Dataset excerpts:
= Beginning of Section =

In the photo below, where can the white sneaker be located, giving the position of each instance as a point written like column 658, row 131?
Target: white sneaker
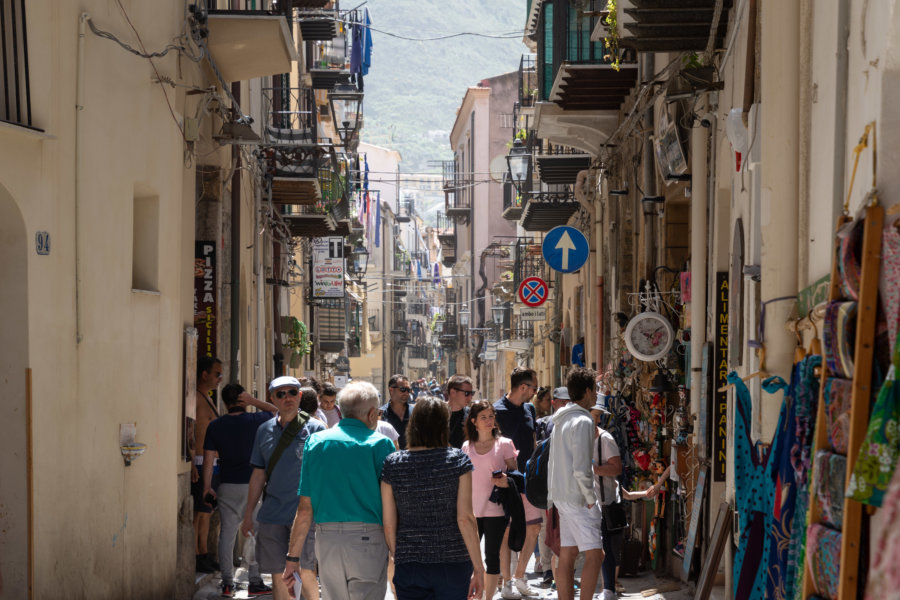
column 509, row 592
column 525, row 589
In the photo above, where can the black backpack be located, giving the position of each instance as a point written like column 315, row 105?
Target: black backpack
column 536, row 473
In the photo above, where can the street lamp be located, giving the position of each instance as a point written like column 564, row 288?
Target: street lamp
column 519, row 162
column 346, row 104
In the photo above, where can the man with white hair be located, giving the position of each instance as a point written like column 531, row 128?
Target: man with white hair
column 340, row 492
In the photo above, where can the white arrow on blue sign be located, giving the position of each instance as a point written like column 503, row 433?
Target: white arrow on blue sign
column 565, row 249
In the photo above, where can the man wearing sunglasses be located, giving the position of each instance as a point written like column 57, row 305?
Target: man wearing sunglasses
column 398, row 409
column 276, row 515
column 460, row 395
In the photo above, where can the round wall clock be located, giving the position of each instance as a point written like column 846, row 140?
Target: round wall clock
column 649, row 336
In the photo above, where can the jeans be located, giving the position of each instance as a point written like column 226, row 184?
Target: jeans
column 232, row 503
column 612, row 548
column 422, row 581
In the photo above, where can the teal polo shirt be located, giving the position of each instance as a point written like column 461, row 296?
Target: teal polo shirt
column 341, row 473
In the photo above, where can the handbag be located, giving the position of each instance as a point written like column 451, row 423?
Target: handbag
column 615, row 518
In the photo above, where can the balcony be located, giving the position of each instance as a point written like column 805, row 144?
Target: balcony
column 331, row 324
column 405, row 210
column 328, row 62
column 458, row 192
column 560, row 165
column 527, row 80
column 248, row 44
column 548, row 209
column 670, row 25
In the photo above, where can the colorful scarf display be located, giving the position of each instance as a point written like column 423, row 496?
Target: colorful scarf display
column 884, row 576
column 823, row 549
column 838, row 399
column 829, row 474
column 840, row 337
column 878, row 454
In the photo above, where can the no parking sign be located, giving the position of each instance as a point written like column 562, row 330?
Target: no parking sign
column 533, row 291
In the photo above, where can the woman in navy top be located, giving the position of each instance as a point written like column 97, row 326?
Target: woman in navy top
column 429, row 526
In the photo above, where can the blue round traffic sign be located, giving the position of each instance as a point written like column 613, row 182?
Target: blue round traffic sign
column 565, row 249
column 533, row 291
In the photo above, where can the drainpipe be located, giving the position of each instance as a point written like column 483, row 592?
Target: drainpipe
column 779, row 135
column 648, row 164
column 234, row 376
column 699, row 200
column 79, row 106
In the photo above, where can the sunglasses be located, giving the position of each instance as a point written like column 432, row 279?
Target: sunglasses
column 467, row 393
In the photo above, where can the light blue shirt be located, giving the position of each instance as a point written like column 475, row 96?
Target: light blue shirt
column 341, row 472
column 281, row 499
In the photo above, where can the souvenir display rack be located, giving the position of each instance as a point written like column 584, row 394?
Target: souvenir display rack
column 851, row 527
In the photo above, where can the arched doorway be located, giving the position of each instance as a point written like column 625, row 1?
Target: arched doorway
column 13, row 365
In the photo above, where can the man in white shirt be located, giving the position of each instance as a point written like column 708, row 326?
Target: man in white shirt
column 571, row 486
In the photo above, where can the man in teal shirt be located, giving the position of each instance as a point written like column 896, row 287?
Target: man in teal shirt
column 340, row 490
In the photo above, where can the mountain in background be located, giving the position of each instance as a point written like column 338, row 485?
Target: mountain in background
column 414, row 87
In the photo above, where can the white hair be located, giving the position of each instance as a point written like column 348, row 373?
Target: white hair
column 357, row 399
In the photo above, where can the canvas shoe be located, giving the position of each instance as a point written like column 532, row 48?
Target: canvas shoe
column 258, row 588
column 509, row 591
column 526, row 590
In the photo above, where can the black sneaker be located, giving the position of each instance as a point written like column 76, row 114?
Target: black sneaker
column 547, row 581
column 258, row 588
column 205, row 565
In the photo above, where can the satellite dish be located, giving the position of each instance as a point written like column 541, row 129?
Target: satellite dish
column 499, row 168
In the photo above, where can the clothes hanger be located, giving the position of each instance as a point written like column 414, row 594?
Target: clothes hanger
column 762, row 373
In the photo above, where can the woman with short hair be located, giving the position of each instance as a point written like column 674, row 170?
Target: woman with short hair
column 491, row 455
column 429, row 526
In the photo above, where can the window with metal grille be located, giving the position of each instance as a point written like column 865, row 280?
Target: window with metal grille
column 16, row 106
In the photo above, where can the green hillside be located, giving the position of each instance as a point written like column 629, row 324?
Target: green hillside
column 414, row 87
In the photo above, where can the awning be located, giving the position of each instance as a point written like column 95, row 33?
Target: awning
column 250, row 44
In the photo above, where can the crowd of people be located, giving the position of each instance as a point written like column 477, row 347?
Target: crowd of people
column 331, row 488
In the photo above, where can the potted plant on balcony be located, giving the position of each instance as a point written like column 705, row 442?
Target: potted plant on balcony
column 298, row 341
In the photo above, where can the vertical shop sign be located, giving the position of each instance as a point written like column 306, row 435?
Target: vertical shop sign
column 720, row 400
column 328, row 267
column 205, row 309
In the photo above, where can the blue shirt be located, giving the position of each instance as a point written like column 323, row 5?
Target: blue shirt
column 399, row 424
column 280, row 503
column 341, row 472
column 517, row 424
column 232, row 436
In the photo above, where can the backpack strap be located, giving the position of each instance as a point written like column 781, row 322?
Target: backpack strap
column 287, row 436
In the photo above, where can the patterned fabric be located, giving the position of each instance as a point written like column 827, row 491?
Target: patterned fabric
column 829, row 474
column 806, row 401
column 877, row 458
column 840, row 337
column 888, row 290
column 849, row 240
column 884, row 576
column 425, row 485
column 823, row 548
column 754, row 498
column 838, row 398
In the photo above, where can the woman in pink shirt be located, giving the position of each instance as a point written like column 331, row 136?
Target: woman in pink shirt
column 491, row 455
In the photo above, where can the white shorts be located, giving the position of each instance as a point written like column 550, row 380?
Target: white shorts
column 579, row 526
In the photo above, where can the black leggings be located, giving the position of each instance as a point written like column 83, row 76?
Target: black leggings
column 492, row 530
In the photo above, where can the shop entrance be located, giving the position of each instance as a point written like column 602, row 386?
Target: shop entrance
column 13, row 364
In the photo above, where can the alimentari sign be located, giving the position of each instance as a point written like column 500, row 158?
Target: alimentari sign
column 328, row 267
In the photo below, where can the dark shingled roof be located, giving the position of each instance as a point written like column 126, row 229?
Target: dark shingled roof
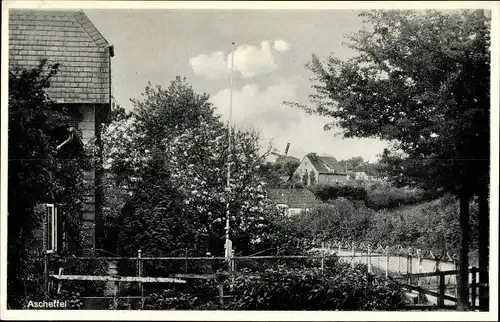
column 294, row 198
column 68, row 38
column 321, row 164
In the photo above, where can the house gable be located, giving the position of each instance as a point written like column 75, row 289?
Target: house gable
column 70, row 39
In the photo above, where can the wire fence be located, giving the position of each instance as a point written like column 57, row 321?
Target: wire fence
column 137, row 282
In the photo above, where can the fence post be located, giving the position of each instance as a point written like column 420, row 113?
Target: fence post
column 409, row 260
column 419, row 259
column 386, row 261
column 221, row 295
column 46, row 275
column 353, row 254
column 59, row 283
column 369, row 259
column 456, row 276
column 116, row 289
column 442, row 286
column 473, row 287
column 139, row 273
column 399, row 262
column 322, row 257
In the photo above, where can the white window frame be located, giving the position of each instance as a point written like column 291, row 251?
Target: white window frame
column 51, row 225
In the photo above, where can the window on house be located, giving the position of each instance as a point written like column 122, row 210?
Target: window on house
column 51, row 223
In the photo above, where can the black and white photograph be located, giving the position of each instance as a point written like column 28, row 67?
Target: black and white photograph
column 238, row 159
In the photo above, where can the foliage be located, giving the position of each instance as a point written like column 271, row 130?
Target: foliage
column 329, row 192
column 170, row 156
column 385, row 196
column 422, row 82
column 168, row 300
column 340, row 219
column 311, row 289
column 440, row 62
column 38, row 173
column 433, row 226
column 352, row 163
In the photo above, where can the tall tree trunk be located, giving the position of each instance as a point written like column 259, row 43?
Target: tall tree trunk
column 463, row 263
column 484, row 243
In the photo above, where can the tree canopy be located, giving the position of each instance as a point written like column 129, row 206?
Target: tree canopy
column 171, row 154
column 38, row 173
column 420, row 81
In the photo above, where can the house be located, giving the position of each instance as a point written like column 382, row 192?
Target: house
column 293, row 201
column 364, row 172
column 83, row 83
column 314, row 169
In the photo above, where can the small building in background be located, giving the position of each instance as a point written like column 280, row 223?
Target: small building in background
column 293, row 201
column 314, row 169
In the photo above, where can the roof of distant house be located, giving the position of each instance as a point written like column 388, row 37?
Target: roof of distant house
column 323, row 164
column 70, row 39
column 369, row 169
column 294, row 198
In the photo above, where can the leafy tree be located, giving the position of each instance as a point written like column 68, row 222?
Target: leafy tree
column 171, row 156
column 422, row 82
column 198, row 161
column 38, row 173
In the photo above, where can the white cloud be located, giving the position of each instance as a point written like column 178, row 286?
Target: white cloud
column 261, row 108
column 211, row 66
column 258, row 107
column 249, row 60
column 281, row 45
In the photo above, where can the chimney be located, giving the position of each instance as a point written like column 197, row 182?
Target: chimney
column 287, row 147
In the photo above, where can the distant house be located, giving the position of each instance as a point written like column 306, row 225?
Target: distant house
column 364, row 172
column 83, row 83
column 293, row 201
column 314, row 169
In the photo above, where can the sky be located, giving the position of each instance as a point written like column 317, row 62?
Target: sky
column 270, row 52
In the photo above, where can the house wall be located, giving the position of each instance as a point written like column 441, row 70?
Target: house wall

= End of Section =

Problem: What is needed is an exact copy of the lines from the start of the records through the line containing "In the photo above, where can the street", with no pictures.

Answer box:
In the photo below, where can the white sneaker be located, giving the position of each instance as a point written like column 658, row 131?
Target: white sneaker
column 509, row 592
column 525, row 589
In the photo above, where can the black backpack be located, giving the position of each instance as a point written like column 315, row 105?
Target: black backpack
column 536, row 473
In the photo above, where can the street lamp be located, giving the position of each instance as a point written like column 564, row 288?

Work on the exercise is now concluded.